# Exercise prompt
In the listing that follows, the range to quote begins at the line that has "Target — rock wall." and ends after the line that has "Target — banner flag."; quote it verbatim and add nothing.

▼▼▼

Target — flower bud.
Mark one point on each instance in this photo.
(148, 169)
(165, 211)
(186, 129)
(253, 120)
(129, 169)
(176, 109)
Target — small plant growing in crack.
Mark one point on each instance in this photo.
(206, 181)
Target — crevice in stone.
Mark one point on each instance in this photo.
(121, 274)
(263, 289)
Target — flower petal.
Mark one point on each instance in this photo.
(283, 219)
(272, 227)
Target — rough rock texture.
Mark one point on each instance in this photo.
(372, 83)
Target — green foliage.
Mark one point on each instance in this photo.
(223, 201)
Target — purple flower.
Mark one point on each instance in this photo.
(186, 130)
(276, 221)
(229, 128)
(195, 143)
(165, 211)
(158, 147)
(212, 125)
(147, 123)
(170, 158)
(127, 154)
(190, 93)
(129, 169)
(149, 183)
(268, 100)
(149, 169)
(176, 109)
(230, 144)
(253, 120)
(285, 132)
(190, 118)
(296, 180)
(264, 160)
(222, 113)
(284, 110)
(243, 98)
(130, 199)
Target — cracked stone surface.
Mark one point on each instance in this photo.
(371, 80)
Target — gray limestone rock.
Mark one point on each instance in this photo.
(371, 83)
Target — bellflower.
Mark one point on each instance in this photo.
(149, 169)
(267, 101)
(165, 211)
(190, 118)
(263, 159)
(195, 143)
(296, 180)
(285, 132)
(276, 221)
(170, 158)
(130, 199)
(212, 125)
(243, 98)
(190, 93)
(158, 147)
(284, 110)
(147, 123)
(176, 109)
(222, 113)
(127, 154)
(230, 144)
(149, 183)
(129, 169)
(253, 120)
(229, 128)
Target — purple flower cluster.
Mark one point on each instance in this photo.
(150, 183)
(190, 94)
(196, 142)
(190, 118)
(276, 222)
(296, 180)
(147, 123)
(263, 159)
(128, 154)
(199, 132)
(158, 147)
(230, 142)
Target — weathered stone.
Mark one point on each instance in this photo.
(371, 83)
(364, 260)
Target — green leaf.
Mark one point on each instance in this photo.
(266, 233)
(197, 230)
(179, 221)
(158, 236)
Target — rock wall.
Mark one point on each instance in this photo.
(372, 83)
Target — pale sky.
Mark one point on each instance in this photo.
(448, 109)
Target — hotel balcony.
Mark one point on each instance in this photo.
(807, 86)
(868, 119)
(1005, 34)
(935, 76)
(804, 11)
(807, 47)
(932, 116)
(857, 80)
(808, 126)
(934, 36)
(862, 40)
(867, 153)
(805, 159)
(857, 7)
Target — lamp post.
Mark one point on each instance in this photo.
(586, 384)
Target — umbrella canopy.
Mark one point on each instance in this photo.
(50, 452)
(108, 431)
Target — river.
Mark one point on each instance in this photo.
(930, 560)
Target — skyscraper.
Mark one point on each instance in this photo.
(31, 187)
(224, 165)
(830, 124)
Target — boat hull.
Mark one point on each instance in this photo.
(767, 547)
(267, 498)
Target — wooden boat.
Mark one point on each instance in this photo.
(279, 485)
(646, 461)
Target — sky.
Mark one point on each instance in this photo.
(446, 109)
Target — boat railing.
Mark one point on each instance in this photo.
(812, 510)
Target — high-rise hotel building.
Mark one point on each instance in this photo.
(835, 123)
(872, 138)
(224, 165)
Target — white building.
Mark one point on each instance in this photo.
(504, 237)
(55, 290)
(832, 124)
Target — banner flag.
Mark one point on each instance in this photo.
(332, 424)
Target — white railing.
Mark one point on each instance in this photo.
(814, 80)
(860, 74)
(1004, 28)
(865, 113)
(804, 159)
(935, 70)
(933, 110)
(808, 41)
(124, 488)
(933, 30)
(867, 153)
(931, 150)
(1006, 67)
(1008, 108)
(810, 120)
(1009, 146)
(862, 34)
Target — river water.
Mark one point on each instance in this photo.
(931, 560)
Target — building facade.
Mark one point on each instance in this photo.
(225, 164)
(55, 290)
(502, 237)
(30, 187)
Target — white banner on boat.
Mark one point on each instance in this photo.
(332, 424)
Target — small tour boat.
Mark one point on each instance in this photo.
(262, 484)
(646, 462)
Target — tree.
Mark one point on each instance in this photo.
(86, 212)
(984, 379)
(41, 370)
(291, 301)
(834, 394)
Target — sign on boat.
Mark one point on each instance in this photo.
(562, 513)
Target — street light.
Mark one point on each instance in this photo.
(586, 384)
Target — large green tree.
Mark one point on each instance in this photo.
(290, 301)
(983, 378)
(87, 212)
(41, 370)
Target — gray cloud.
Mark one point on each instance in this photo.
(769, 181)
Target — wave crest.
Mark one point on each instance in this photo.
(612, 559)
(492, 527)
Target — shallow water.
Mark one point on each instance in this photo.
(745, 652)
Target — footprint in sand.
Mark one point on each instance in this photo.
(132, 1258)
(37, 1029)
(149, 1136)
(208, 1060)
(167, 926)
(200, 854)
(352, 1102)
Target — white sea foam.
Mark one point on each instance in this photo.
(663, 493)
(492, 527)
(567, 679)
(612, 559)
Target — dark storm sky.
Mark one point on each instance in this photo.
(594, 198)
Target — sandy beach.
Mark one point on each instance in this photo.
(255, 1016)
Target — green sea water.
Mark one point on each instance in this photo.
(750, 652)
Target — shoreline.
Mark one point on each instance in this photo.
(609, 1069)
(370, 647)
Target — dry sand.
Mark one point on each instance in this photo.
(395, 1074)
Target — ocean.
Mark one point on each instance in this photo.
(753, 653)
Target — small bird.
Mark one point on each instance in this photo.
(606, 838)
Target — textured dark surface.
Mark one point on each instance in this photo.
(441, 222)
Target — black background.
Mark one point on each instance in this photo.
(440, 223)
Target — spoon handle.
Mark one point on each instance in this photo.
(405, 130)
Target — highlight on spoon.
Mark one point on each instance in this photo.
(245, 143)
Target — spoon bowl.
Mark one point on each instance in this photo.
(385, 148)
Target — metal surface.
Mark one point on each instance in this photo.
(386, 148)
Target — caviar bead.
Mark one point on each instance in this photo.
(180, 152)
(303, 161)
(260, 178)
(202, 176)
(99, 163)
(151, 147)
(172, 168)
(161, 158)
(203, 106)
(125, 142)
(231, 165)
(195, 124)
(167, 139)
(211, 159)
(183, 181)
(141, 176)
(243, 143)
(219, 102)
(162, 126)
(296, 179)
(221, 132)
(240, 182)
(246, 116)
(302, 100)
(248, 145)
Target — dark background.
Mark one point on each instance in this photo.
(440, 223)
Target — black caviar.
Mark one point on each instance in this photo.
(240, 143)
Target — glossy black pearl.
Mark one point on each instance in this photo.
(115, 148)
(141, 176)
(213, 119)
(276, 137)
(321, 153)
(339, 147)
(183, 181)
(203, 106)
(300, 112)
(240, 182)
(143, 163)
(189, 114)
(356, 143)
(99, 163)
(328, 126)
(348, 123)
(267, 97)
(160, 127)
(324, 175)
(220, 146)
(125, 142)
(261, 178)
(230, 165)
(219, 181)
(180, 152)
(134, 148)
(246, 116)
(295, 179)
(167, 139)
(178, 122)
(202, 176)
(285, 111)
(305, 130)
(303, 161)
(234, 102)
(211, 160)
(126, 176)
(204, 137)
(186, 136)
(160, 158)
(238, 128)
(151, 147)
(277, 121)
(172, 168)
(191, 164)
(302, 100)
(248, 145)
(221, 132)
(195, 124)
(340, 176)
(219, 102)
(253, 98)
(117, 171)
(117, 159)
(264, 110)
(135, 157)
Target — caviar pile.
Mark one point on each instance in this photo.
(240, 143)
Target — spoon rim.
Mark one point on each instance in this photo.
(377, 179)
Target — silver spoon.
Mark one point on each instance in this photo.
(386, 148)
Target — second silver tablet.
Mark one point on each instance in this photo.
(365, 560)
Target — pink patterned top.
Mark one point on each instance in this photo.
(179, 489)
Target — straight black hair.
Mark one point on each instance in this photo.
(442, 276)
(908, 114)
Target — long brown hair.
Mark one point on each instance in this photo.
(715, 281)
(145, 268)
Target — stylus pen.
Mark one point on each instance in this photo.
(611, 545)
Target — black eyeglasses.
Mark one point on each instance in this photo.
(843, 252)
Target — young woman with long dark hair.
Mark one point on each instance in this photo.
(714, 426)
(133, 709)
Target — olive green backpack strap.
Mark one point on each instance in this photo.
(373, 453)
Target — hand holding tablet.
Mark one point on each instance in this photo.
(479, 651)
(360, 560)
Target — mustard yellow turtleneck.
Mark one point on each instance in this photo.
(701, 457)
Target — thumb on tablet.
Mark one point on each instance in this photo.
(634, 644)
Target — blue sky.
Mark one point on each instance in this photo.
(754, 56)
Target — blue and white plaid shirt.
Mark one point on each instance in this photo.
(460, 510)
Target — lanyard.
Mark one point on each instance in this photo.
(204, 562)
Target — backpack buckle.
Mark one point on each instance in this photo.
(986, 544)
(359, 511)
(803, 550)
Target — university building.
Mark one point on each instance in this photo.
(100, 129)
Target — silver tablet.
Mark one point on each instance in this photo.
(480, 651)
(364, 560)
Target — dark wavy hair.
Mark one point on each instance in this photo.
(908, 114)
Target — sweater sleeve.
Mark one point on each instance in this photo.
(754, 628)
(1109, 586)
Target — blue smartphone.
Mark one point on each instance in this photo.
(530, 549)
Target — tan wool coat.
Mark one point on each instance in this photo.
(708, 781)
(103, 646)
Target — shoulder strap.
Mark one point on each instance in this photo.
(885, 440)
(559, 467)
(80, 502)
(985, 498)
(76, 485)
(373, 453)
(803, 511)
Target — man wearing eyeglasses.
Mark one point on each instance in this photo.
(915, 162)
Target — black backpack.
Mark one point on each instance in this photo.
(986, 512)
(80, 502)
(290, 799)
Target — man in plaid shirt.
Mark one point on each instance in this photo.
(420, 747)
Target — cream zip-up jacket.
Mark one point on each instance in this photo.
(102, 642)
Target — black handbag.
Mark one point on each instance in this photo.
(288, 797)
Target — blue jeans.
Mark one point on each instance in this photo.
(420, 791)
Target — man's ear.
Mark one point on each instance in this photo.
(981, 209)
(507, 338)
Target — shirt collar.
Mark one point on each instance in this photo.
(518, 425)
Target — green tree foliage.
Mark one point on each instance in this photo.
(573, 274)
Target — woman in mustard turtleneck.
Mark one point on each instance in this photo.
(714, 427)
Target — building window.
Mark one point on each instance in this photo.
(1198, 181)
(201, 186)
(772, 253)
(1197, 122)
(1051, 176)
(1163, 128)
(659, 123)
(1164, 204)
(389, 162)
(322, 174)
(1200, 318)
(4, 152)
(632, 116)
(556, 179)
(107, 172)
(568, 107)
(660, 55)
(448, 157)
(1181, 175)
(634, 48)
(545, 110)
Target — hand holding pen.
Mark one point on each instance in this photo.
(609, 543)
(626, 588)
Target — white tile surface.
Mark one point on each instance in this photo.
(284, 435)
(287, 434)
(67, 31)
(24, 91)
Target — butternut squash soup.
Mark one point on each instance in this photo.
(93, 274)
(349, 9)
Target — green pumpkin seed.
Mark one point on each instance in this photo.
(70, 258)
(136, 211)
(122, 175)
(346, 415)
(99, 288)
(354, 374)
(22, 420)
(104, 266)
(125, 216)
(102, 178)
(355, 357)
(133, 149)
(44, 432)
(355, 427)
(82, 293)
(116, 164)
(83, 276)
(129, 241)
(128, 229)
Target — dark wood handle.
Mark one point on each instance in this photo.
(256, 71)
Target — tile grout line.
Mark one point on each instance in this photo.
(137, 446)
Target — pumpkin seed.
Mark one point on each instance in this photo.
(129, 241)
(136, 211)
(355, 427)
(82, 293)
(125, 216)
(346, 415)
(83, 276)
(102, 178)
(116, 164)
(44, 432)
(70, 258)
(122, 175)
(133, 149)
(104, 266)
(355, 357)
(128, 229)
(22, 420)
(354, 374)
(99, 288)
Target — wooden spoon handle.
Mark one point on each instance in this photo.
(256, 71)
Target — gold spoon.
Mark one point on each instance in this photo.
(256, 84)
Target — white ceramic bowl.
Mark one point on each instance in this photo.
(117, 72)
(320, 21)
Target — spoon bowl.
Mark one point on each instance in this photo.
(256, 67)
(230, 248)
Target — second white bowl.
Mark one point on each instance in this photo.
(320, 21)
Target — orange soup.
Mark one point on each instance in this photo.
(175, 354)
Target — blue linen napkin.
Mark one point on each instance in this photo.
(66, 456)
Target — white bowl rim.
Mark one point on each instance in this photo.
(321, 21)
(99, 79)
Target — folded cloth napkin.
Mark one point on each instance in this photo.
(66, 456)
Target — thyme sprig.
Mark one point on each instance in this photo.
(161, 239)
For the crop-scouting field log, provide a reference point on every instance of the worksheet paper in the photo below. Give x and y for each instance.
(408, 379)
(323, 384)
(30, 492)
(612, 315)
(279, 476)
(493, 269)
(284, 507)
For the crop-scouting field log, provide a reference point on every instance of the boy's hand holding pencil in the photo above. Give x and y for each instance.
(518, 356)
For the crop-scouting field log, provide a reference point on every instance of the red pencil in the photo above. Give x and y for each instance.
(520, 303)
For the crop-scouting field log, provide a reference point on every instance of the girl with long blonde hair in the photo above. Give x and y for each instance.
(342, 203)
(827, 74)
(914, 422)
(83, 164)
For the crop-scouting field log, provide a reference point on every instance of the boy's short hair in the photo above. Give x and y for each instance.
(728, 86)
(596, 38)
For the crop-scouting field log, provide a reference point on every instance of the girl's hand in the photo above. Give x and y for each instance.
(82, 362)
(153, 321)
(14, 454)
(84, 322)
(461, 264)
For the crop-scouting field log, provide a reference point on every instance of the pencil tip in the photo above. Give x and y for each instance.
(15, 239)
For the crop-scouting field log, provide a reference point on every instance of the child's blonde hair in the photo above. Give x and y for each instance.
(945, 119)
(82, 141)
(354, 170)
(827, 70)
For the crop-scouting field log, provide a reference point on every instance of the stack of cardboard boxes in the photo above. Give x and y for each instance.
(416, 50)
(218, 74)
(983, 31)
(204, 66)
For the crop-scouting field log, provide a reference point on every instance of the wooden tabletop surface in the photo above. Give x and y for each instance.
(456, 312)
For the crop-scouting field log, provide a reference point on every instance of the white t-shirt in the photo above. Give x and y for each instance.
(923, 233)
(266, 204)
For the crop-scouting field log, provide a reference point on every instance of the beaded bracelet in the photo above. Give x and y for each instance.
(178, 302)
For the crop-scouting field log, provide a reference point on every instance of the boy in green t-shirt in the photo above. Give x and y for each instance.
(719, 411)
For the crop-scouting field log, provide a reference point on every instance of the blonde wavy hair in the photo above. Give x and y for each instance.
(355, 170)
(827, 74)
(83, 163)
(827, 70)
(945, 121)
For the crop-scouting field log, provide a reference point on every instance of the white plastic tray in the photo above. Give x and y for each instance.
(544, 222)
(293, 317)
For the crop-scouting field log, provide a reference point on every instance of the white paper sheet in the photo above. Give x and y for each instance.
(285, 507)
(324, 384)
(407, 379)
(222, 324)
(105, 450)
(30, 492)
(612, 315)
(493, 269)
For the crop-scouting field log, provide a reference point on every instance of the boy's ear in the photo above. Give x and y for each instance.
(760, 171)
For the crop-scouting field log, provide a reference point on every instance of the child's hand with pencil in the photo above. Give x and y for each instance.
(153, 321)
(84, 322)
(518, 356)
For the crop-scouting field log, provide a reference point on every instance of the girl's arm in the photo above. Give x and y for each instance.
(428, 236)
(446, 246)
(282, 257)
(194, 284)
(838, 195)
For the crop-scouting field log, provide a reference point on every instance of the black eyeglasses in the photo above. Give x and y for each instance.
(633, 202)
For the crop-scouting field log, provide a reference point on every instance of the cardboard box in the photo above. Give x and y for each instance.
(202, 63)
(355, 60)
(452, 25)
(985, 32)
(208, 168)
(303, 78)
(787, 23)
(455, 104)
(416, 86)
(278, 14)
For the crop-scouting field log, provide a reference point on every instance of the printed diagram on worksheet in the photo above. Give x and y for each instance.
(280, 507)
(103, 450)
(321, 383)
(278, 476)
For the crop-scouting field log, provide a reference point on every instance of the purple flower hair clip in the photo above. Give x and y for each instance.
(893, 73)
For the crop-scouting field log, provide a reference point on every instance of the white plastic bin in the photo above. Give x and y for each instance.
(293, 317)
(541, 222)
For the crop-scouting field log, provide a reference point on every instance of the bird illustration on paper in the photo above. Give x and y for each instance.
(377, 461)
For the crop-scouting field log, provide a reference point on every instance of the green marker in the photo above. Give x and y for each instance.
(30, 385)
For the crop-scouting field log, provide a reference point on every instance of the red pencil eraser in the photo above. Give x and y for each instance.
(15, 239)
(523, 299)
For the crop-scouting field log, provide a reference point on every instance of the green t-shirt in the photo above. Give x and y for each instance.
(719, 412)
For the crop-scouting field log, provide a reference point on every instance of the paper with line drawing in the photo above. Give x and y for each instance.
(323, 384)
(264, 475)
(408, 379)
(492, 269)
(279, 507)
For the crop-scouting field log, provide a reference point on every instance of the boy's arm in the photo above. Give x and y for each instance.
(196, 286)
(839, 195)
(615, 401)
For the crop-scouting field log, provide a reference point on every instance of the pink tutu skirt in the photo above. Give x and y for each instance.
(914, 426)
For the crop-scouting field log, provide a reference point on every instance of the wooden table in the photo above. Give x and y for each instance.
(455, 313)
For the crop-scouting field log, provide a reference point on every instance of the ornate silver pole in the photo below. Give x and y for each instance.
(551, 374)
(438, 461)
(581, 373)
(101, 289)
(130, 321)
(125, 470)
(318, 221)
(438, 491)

▲▲▲

# Answer to this exercise
Target — rock wall.
Mark one point on each instance in this photo.
(372, 83)
Target — pale sky.
Mark one point on each instance in this photo.
(448, 109)
Target — hotel balcony.
Mark one point on each instance in this photo.
(807, 86)
(868, 119)
(1005, 34)
(935, 76)
(804, 11)
(807, 47)
(932, 116)
(857, 80)
(808, 126)
(934, 36)
(862, 40)
(867, 153)
(805, 159)
(857, 7)
Target — lamp post.
Mark one point on each instance in this photo.
(586, 384)
Target — umbrella canopy.
Mark one point on each instance in this photo.
(50, 452)
(108, 431)
Target — river.
Mark one point on each instance in this photo.
(930, 560)
Target — skyscraper.
Mark one point on each instance in this photo.
(31, 187)
(224, 165)
(830, 124)
Target — boat hull.
Mark one point on each instance in this photo.
(767, 547)
(267, 498)
Target — wooden boat.
Mark one point on each instance in this photo.
(279, 485)
(646, 461)
Target — sky.
Mark one point on each instance in this photo.
(446, 109)
Target — boat railing.
Mark one point on each instance in this photo.
(812, 510)
Target — high-rise hotel building.
Mark one point on each instance in this photo.
(835, 123)
(872, 138)
(224, 165)
Target — white building.
Mark one point on each instance in this photo.
(504, 237)
(55, 290)
(832, 124)
Target — banner flag.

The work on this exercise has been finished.